(EXERCISE)
Copy the entries below exactly. Images do not belong in the copy.

(MATERIAL SHOWN)
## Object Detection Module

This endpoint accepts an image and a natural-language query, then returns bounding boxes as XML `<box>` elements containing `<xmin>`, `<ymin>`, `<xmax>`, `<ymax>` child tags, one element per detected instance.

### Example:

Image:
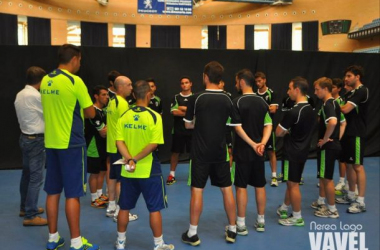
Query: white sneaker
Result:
<box><xmin>129</xmin><ymin>213</ymin><xmax>139</xmax><ymax>221</ymax></box>
<box><xmin>115</xmin><ymin>239</ymin><xmax>125</xmax><ymax>250</ymax></box>
<box><xmin>153</xmin><ymin>243</ymin><xmax>174</xmax><ymax>250</ymax></box>
<box><xmin>335</xmin><ymin>182</ymin><xmax>345</xmax><ymax>191</ymax></box>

(ANSWER TO THIS EXERCISE)
## Object Detection Module

This endpoint accepts an image and a natural-language query, then returns bounding boxes as XML `<box>` elements containing `<xmin>`, `<ymin>`, `<xmax>`, `<ymax>` child tags, one element per detected instance.

### Example:

Image:
Query: white sneaker
Result:
<box><xmin>129</xmin><ymin>213</ymin><xmax>139</xmax><ymax>221</ymax></box>
<box><xmin>115</xmin><ymin>239</ymin><xmax>125</xmax><ymax>250</ymax></box>
<box><xmin>153</xmin><ymin>243</ymin><xmax>174</xmax><ymax>250</ymax></box>
<box><xmin>335</xmin><ymin>182</ymin><xmax>345</xmax><ymax>191</ymax></box>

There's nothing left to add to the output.